Russia's ground forces were teetering in the autumn of 2022 in that first year of invasion after heavy casualties, faltering logistics, and the shock of being in a war rather than a victory parade. But even then I worried that failure to exploit that weakness would allow Russia time to repair its military. And here we are.
Russia continues to attack and Ukraine is trying to hold territory in the Donbas and even inside Russia at the Kursk salient until mud reduces the ability to move. I've long thought of the Kursk Incursion as a long raid that Ukraine would abandon when it attracted too much Russian firepower that otherwise could have been employed in the Donbas while the weather is good enough. Has Ukraine forgotten this is a raid and learned to defend it at all costs to justify losses so far? If so, that's a potential huge mistake.
On the other hand, I retain hopes that the real purpose of this raid is too soak up Russian troops to allow Ukraine to launch a major counterattack to pinch off the flanks of the Russian salient pushing toward Pokrovsk with such determination.
Or Russia simply has enough troops to keep up the pressure everywhere and Ukraine is simply holding on until next year when the situation will hopefully be better for Ukraine. Will it?
In October 2022 I was worried that Ukraine's advantage on the battlefield was fleeting:
Hell, if Ukraine can't press its hard-won advantage in the next few months to compel Russia to retreat from Ukraine, I don't rule out that Russia might eventually mobilize enough to achieve what I projected in that pre-war assessment.
Remember that I chose my term for the war because I worried that the template might be the Winter War of 1939-1940, when Finland initially humbled the Soviet military but in the end was ground down by the Soviets who regrouped and battered Finland down with firepower and troops, albeit while enduring heavy Soviet casualties.
My pre-war assessment was that Russia could plow its way to Dnepr River with a slow, firepower-reliant offensive. But Russia didn't do that. It was confident it could roll over a weak Ukraine without the will to resist; and that the West would do nothing of importance to thwart Putin's glorious plan.

*Set of tasks:*
A. Using the commentary on the Russia-Ukraine war, explain in one to three sentences why Russia did not carry out the slow, firepower-reliant offensive toward the Dnepr River described in the author's pre-war assessment.
B. According to the commentary on the Russia-Ukraine war, when were Russia's ground forces teetering?
C. Carry on writing the commentary on the Russia-Ukraine war, starting right after its final sentence.
The records after this point are not needed for any of this work.

*Information shown:*

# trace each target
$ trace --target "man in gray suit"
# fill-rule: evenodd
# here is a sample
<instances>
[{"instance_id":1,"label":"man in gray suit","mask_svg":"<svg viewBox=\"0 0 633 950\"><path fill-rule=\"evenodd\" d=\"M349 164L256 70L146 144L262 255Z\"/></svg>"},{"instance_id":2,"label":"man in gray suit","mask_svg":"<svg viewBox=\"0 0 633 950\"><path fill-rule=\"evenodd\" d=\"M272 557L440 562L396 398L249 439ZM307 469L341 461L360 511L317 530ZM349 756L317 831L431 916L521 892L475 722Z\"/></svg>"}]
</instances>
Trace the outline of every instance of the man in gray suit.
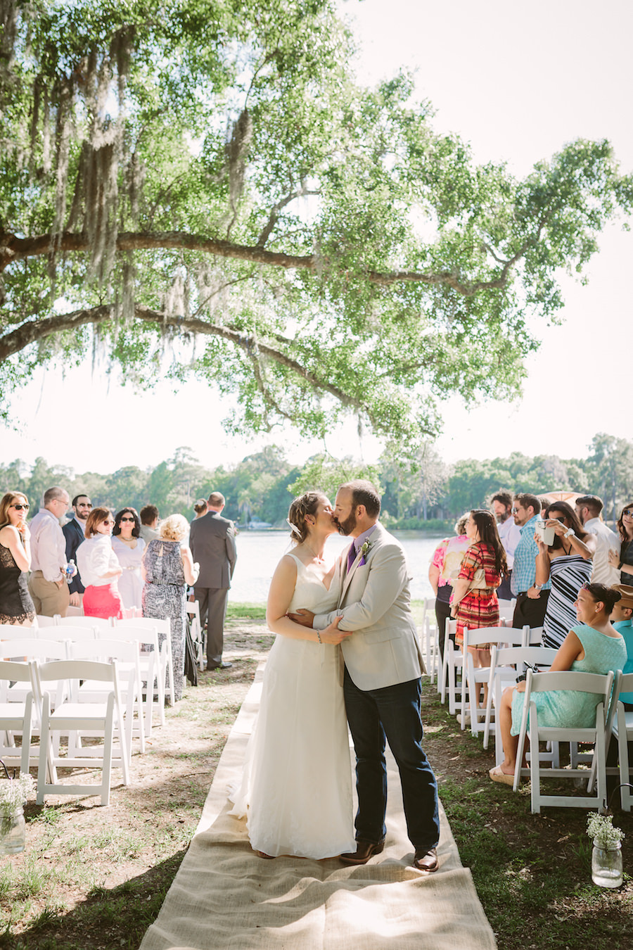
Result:
<instances>
[{"instance_id":1,"label":"man in gray suit","mask_svg":"<svg viewBox=\"0 0 633 950\"><path fill-rule=\"evenodd\" d=\"M224 495L214 491L207 502L207 514L192 522L189 543L200 573L194 594L200 611L200 626L207 623L207 670L228 670L222 662L224 618L231 579L235 569L235 528L221 517Z\"/></svg>"},{"instance_id":2,"label":"man in gray suit","mask_svg":"<svg viewBox=\"0 0 633 950\"><path fill-rule=\"evenodd\" d=\"M438 784L422 749L420 676L424 671L411 615L409 571L400 543L379 523L381 499L369 482L341 485L334 518L353 538L335 568L339 606L329 614L302 610L290 618L323 630L343 615L340 630L347 721L356 751L357 848L346 864L364 864L384 847L387 805L385 739L398 763L414 867L436 871L439 838Z\"/></svg>"}]
</instances>

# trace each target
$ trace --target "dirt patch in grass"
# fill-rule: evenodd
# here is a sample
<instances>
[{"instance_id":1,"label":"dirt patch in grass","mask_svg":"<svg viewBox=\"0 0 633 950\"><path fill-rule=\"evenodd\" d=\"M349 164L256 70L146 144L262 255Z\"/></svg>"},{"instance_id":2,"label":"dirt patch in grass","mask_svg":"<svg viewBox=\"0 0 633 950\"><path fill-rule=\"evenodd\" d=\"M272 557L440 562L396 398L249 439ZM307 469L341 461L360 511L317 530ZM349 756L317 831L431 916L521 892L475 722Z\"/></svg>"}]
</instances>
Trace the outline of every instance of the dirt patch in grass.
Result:
<instances>
[{"instance_id":1,"label":"dirt patch in grass","mask_svg":"<svg viewBox=\"0 0 633 950\"><path fill-rule=\"evenodd\" d=\"M252 618L252 613L255 618ZM261 611L259 611L261 614ZM132 785L114 772L111 805L55 797L26 809L27 849L0 859L0 948L136 950L156 919L200 817L224 742L273 637L253 610L229 619L225 658L233 668L201 673L167 710ZM461 860L471 867L503 950L628 948L633 932L633 818L626 832L623 888L590 879L585 809L530 811L529 786L513 795L488 778L492 752L461 732L423 686L425 748ZM582 938L580 938L582 934Z\"/></svg>"}]
</instances>

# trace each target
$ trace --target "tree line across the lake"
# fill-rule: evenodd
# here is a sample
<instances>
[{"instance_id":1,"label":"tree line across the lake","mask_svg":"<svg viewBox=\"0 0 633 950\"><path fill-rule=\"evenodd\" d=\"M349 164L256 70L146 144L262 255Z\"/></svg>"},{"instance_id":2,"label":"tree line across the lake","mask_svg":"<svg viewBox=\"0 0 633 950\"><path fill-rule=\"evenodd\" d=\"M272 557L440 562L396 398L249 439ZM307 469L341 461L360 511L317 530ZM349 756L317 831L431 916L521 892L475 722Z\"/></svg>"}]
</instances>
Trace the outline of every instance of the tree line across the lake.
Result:
<instances>
[{"instance_id":1,"label":"tree line across the lake","mask_svg":"<svg viewBox=\"0 0 633 950\"><path fill-rule=\"evenodd\" d=\"M382 520L393 527L443 528L471 508L486 505L500 488L543 494L557 490L596 494L605 502L606 520L633 499L633 442L599 433L584 459L556 455L531 458L512 452L508 458L462 459L446 465L431 444L416 452L391 446L374 466L326 455L294 466L286 452L270 446L248 455L231 468L207 468L190 449L154 468L126 466L109 474L77 474L43 458L28 466L19 459L0 466L2 491L22 491L37 511L44 491L63 485L70 494L86 492L95 504L115 510L126 504L140 509L152 503L161 516L178 511L193 517L197 499L221 491L227 517L249 524L283 524L293 495L320 487L334 496L337 484L350 478L371 479L382 493Z\"/></svg>"}]
</instances>

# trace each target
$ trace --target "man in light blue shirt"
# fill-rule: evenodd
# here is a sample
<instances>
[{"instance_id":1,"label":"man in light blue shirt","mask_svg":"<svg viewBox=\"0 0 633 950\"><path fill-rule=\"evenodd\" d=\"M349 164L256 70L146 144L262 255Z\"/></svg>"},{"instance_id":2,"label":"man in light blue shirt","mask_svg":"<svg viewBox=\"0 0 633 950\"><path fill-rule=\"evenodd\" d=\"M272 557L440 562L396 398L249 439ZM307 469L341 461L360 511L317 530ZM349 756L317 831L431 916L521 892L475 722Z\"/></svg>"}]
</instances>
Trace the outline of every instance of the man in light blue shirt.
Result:
<instances>
[{"instance_id":1,"label":"man in light blue shirt","mask_svg":"<svg viewBox=\"0 0 633 950\"><path fill-rule=\"evenodd\" d=\"M633 587L627 587L626 584L613 584L611 589L622 594L622 599L613 605L609 617L613 629L622 634L626 644L628 659L622 672L633 673ZM633 693L621 693L620 698L625 710L633 710Z\"/></svg>"},{"instance_id":2,"label":"man in light blue shirt","mask_svg":"<svg viewBox=\"0 0 633 950\"><path fill-rule=\"evenodd\" d=\"M541 516L541 504L535 495L515 495L512 507L514 523L521 528L521 540L514 549L514 563L511 579L516 606L512 626L521 629L527 624L542 627L548 609L550 582L536 584L536 556L534 525Z\"/></svg>"}]
</instances>

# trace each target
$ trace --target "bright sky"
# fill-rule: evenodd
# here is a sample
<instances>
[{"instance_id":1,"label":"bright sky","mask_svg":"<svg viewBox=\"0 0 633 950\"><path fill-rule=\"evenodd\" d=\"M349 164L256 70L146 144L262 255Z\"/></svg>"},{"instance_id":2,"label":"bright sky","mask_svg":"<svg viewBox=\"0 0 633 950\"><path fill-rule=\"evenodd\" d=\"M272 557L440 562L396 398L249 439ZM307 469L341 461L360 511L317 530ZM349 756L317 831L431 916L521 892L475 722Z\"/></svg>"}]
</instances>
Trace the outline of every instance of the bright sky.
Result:
<instances>
[{"instance_id":1,"label":"bright sky","mask_svg":"<svg viewBox=\"0 0 633 950\"><path fill-rule=\"evenodd\" d=\"M363 48L357 72L369 84L400 66L416 70L420 99L430 99L436 127L470 141L479 162L506 161L529 173L573 139L607 138L623 168L633 170L630 121L633 4L604 0L339 0ZM564 325L539 326L540 352L528 363L524 396L467 411L444 406L446 461L547 453L583 457L598 431L631 438L624 409L624 369L632 307L633 235L608 228L590 264L589 283L564 279ZM591 334L591 336L589 336ZM624 342L625 341L625 342ZM228 437L214 419L227 414L216 393L191 383L174 393L160 384L136 394L86 365L41 373L16 400L21 431L0 430L2 459L108 472L156 466L189 446L213 467L232 465L268 443L287 446L292 462L323 448L289 430L266 438ZM630 413L628 413L630 420ZM377 440L359 443L355 421L328 437L334 455L373 461Z\"/></svg>"}]
</instances>

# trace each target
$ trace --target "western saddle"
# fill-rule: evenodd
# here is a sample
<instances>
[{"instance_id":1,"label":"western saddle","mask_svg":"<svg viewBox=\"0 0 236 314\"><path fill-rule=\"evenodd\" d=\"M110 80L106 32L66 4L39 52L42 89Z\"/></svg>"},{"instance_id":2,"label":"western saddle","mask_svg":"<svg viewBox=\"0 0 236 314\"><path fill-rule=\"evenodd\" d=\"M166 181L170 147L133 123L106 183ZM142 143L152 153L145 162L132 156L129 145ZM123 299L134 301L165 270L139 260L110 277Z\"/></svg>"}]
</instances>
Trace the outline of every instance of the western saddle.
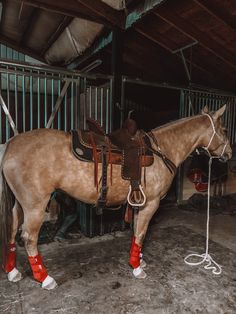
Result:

*Replies:*
A. Russia was confident it could roll over a weak Ukraine that lacked the will to resist. It also expected that the West would do nothing of importance to thwart Putin's plan.

B. In the autumn of 2022, the first year of the invasion.

C.
But Putin has recovered from his autumn 2022 nadir. If Western support for Ukraine is insufficient to overcome Russia's continuing rebuilding effort, we shall see renewed calls to appease Russia under the guise that America and NATO "provoked" Russia's invasion of Ukraine.
A bright side is that Russia's failure to rapidly conquer Ukraine in February 2022 has given the West the gift of time to restore its military and military production capacity. And I can't imagine China is very happy with Russia for that bit of collateral damage to whatever plans China has for the PLA.
UPDATE (Tuesday): Ukraine committed its Abrams-equipped 47th Brigade to the Kursk Incursion salient. I suspect this is for the purpose of covering a retreat to more defensible positions. But who knows if Ukraine feels it has to hold any territory it has taken and refuses to take one step back. The latter risks losing troops as POWs.
In general, I've hoped Ukraine was starving the front, allowing Russia to broadly claw forward, in order to build a reserve for a significant local counter-attack. Time is running out for that hope. Maybe Ukraine has simply been hanging on with everything it has until winter, hoping it can prepare for next year.
UPDATE (Tuesday): Blowback: "South Korea is considering supplying 'offensive' weapons to Ukraine in response to the strengthening of military ties between North Korea and Russia, officials said on Tuesday."
UPDATE (Wednesday): War crime:
A Russian milblogger also posted footage and openly claimed on October 20 that Russian forces are using chloropicrin (a pesticide and lung damaging agent) against Ukrainian forces. The US Department of State announced on May 1 that it had determined that Russian forces are using chloropicrin and riot control agents (RCAs) in violation of the Chemical Weapons Convention (CWC), to which Russia is a signatory.
I'll say again, the West is safer when Russia is as far east as possible.
UPDATE (Thursday): Interesting:
Russian and Ukrainian artillery fires is now about one-to-two in favor of Russian forces — a significant reduction from one-to-seven or one-to-eight in early 2024 and from one-to-three at the start of Summer 2024.
Ukrainian rear area strikes may have contributed to this. Unless Russian operations are slowing with the worsening weather conditions or other reasons.
NOTE: ISW updates continue here. Also, I put war-related links and commentary in the Weekend Data Dump.
NOTE: I'm adding updates on the Last Hamas War in this post.
NOTE: You may also read my posts on Substack, at The Dignified Rant: Evolved.
NOTE: The image was made with Bing.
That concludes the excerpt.